* **Your objective**: Format every one of the entries below as a Markdown table with two columns, Nr and Line, where Nr numbers the rows in order and Line holds the line itself. Leave out any blank lines.

* **Dataset records**:

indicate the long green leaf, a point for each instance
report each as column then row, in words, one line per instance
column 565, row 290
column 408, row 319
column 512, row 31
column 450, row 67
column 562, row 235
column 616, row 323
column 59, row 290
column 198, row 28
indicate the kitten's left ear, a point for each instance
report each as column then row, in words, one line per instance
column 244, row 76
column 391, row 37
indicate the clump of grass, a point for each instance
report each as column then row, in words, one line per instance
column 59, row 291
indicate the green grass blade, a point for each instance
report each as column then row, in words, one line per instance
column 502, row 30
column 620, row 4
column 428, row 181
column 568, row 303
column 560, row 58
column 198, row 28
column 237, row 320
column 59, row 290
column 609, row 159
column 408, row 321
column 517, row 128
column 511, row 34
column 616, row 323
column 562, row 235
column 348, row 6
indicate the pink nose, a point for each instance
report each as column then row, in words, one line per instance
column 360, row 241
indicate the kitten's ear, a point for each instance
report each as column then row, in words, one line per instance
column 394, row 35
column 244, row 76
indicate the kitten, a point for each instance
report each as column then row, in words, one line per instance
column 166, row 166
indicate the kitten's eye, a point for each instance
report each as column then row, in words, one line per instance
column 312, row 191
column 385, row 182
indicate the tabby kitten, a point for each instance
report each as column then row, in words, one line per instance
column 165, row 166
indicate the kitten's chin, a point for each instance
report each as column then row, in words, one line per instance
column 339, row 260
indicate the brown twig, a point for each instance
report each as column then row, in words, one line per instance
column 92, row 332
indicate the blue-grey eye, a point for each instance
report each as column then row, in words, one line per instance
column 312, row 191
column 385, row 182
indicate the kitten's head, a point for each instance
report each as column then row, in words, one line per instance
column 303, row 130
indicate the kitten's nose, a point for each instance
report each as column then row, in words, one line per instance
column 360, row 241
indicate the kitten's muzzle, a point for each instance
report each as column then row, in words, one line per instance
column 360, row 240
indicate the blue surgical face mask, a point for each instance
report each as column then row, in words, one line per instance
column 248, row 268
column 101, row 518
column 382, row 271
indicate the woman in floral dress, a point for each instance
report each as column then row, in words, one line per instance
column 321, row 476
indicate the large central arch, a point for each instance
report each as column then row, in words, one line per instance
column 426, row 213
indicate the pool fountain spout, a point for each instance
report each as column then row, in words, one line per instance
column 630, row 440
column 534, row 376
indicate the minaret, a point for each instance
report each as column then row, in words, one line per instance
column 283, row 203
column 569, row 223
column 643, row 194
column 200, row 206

* **Result of the exercise**:
| Nr | Line |
|---|---|
| 1 | indicate the long green leaf, a point for each instance |
| 2 | report each as column then row, in words, one line per instance |
| 3 | column 565, row 290 |
| 4 | column 408, row 319 |
| 5 | column 512, row 31 |
| 6 | column 450, row 67 |
| 7 | column 562, row 235 |
| 8 | column 616, row 323 |
| 9 | column 59, row 290 |
| 10 | column 198, row 28 |
| 11 | indicate the kitten's left ear, a point for each instance |
| 12 | report each as column then row, in words, one line per instance |
| 13 | column 244, row 76 |
| 14 | column 391, row 37 |
| 15 | indicate the clump of grass, a point for each instance |
| 16 | report each as column then row, in words, one line per instance |
| 17 | column 59, row 291 |
| 18 | indicate the green grass blade, a point for each instance |
| 19 | report each as column then row, in words, one line per instance |
| 20 | column 502, row 30 |
| 21 | column 620, row 4 |
| 22 | column 428, row 181 |
| 23 | column 568, row 303 |
| 24 | column 560, row 58 |
| 25 | column 198, row 28 |
| 26 | column 237, row 320 |
| 27 | column 59, row 290 |
| 28 | column 609, row 159 |
| 29 | column 408, row 321 |
| 30 | column 517, row 128 |
| 31 | column 511, row 34 |
| 32 | column 616, row 323 |
| 33 | column 562, row 235 |
| 34 | column 348, row 6 |
| 35 | indicate the pink nose, a point for each instance |
| 36 | report each as column then row, in words, one line per instance |
| 37 | column 360, row 241 |
| 38 | indicate the kitten's ear, a point for each instance |
| 39 | report each as column then row, in words, one line per instance |
| 40 | column 394, row 35 |
| 41 | column 244, row 76 |
| 42 | indicate the kitten, a point for each instance |
| 43 | report each as column then row, in words, one line per instance |
| 44 | column 166, row 166 |
| 45 | indicate the kitten's eye, a point for each instance |
| 46 | report each as column then row, in words, one line per instance |
| 47 | column 312, row 191 |
| 48 | column 385, row 182 |
| 49 | indicate the tabby kitten, a point for each instance |
| 50 | report each as column then row, in words, one line per instance |
| 51 | column 165, row 166 |
| 52 | indicate the kitten's chin, a point for each instance |
| 53 | report each as column then row, in words, one line per instance |
| 54 | column 339, row 260 |
| 55 | indicate the brown twig, a point for each instance |
| 56 | report each as column then row, in words, one line per instance |
| 57 | column 92, row 332 |
| 58 | indicate the blue-grey eye, a point for each instance |
| 59 | report each as column then row, in words, one line per instance |
| 60 | column 312, row 191 |
| 61 | column 385, row 182 |
| 62 | indicate the kitten's head, a point for each instance |
| 63 | report each as column then row, in words, one line per instance |
| 64 | column 303, row 130 |
| 65 | indicate the kitten's nose, a point for each instance |
| 66 | report each as column then row, in words, one line per instance |
| 67 | column 360, row 241 |
| 68 | indicate the kitten's muzzle, a point for each instance |
| 69 | report each as column then row, in words, one line per instance |
| 70 | column 360, row 240 |
| 71 | indicate the blue surgical face mask, a point for each instance |
| 72 | report each as column then row, in words, one line per instance |
| 73 | column 248, row 268 |
| 74 | column 101, row 518 |
| 75 | column 382, row 271 |
| 76 | indicate the woman in floral dress, a point for each instance |
| 77 | report each as column then row, in words, one line per instance |
| 78 | column 321, row 476 |
| 79 | indicate the large central arch, a point for each instance |
| 80 | report each as column then row, in words, one line per instance |
| 81 | column 426, row 213 |
| 82 | indicate the pool fountain spout, a point for each instance |
| 83 | report each as column then row, in words, one line per instance |
| 84 | column 630, row 440 |
| 85 | column 534, row 376 |
| 86 | indicate the minaret, a point for each instance |
| 87 | report each as column then row, in words, one line per instance |
| 88 | column 283, row 203 |
| 89 | column 569, row 223 |
| 90 | column 643, row 194 |
| 91 | column 200, row 206 |